# [Given task]
Pictures should be excluded; otherwise, copy every entry exactly.

# [Stored rows]
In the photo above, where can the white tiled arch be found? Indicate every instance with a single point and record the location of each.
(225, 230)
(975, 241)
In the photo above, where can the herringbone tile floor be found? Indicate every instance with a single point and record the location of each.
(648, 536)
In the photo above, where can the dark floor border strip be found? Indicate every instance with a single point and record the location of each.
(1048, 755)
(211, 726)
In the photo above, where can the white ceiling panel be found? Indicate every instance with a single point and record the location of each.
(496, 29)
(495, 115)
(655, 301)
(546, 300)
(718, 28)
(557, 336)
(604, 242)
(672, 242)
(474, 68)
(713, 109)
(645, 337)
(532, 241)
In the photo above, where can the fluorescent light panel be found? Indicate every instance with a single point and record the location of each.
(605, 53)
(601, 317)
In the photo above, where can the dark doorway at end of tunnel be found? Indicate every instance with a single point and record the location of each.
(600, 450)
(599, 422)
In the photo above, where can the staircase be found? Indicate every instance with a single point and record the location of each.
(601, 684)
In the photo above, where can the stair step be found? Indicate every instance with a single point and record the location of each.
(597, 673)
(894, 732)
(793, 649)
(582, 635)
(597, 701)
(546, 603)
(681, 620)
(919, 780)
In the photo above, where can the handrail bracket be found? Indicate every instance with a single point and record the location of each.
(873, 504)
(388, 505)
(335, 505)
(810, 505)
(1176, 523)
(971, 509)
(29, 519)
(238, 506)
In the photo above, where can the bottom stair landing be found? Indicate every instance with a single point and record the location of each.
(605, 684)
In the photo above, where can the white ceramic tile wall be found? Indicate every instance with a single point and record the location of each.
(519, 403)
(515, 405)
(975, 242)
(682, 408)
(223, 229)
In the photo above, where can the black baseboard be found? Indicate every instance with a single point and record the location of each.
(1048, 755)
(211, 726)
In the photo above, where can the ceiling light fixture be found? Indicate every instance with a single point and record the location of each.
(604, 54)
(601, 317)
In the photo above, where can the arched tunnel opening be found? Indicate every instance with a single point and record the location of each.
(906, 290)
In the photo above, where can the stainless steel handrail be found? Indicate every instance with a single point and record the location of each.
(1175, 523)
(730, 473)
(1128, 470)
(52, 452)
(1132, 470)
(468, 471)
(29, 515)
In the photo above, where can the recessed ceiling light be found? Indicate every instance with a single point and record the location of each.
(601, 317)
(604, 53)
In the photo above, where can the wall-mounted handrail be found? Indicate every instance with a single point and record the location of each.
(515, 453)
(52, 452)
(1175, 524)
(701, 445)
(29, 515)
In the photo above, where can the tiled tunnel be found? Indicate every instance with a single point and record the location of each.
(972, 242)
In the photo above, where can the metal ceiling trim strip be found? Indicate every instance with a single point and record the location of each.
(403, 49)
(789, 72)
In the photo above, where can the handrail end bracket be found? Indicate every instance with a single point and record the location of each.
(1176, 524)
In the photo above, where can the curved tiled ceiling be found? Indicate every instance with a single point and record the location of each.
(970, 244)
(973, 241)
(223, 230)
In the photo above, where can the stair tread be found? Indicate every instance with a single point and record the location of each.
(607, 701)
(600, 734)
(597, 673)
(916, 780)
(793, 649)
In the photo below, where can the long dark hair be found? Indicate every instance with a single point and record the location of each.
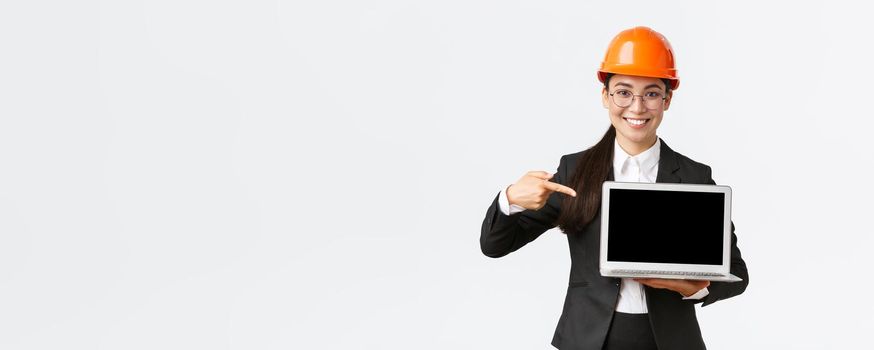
(591, 171)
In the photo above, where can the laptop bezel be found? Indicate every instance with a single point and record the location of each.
(608, 266)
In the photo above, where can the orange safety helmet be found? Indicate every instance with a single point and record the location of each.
(640, 51)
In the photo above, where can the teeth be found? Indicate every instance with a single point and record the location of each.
(637, 121)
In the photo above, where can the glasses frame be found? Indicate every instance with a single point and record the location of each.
(642, 99)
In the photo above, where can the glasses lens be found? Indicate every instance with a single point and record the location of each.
(622, 98)
(653, 100)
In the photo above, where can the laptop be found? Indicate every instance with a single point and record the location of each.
(660, 230)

# [Written answer]
In the photo above, where can the white tiled arch be found? Indicate every instance with a single point and record the location of each.
(225, 230)
(975, 241)
In the photo above, where can the herringbone tile floor be found? Indicate every instance with a single point and record the location of each.
(648, 536)
In the photo above, where can the dark floor border strip be found? Indicate every instance with a single point and record the location of each.
(1048, 755)
(211, 726)
In the photo above, where can the white ceiling panel be found? Indicate every instance with a single point and record the location of each.
(496, 29)
(495, 115)
(655, 301)
(546, 300)
(718, 28)
(557, 336)
(604, 242)
(672, 242)
(474, 68)
(713, 109)
(645, 337)
(532, 241)
In the photo above, where can the fluorescent light panel be found? Indicate every instance with a single point and record the location of each.
(605, 53)
(601, 317)
In the photo above, where can the dark doorway at end of tunnel be found? Indicate every instance with a single point and record the location of each.
(600, 450)
(599, 422)
In the photo above, where can the staircase be found? Indicate every instance with a single point and record the location of each.
(601, 684)
In the photo above, where can the stair step be found? Indicate every instance with a single point and record the location of each.
(597, 673)
(894, 732)
(793, 649)
(582, 635)
(597, 701)
(546, 603)
(681, 620)
(919, 780)
In the photo above, where can the handrail bracket be found? Indicate every instance with a single point and record the location of each.
(873, 504)
(388, 505)
(335, 505)
(810, 505)
(1176, 523)
(971, 509)
(29, 519)
(238, 506)
In the photo above, where can the bottom stair landing be found? Indicate every instance with a single point and record the location of each.
(605, 684)
In the photo above, where can the white ceramic tile wall be found? Indicate every instance with a single point and record the location of each.
(519, 403)
(515, 405)
(975, 242)
(682, 408)
(223, 229)
In the photo above, where can the black baseboard be found? Indicate every instance with a single point and record the location of each.
(1048, 755)
(211, 726)
In the photo above, where can the ceiling light fixture be found? Indicate every instance with a single point and record the location of each.
(604, 54)
(601, 317)
In the photo above, where can the arched tunnel opening be found? Indicate every instance with a single point and record the location of each.
(906, 290)
In the photo above, where can the stainless steel handrail be found? Indicate every instance with a single point and record the location of each.
(1175, 523)
(730, 473)
(1128, 470)
(52, 452)
(1132, 470)
(468, 471)
(29, 515)
In the photo above, where can the recessed ceiling light be found? Indicate every instance with a single point and record the location of each.
(601, 317)
(604, 53)
In the photo above, where can the wall-mounted handrail be found? Indicate every instance with a single point and record the location of each.
(515, 453)
(52, 452)
(1175, 524)
(701, 445)
(29, 515)
In the photo above, where can the tiled tunnel be found? Indicate every instance with a single point and record the location of each.
(972, 242)
In the photo above, where can the metal ceiling trim strip be found? Indicate every instance with a single point and record the location of each.
(403, 49)
(789, 72)
In the photo above, where can the handrail end bracket be found? Indicate every instance with a single point and record the location of each.
(1176, 524)
In the photo above, where can the curved tiled ceiling be found? Indicate every instance with a single point and record the location of each.
(970, 244)
(973, 241)
(223, 230)
In the photo above, where can the stair tread be found? Indicate every instance with a single point and record the location of each.
(607, 701)
(600, 734)
(597, 673)
(916, 780)
(793, 649)
In the photo below, where can the long dark hair be found? Indicate every instance with a single point and record the location of each.
(591, 171)
In the photo above, where can the laptop bezel be found? Indicate every instance with a single point and record the location of each.
(608, 266)
In the photo above, where can the orange safety helmet be found? Indicate every instance with a single point and record the location of each.
(640, 51)
In the photo above, where can the teeth be found? Indicate every instance with a single point and record the location of each.
(637, 121)
In the photo above, where can the glasses frame be found? Indicate every instance with a single point and record the location of each.
(642, 99)
In the photo above, where can the glasses lens be found? Indicate every instance with a single point and record the location of each.
(622, 98)
(653, 100)
In the photo above, where can the laptop be found? Indicate every instance with a single point and record the location of each.
(660, 230)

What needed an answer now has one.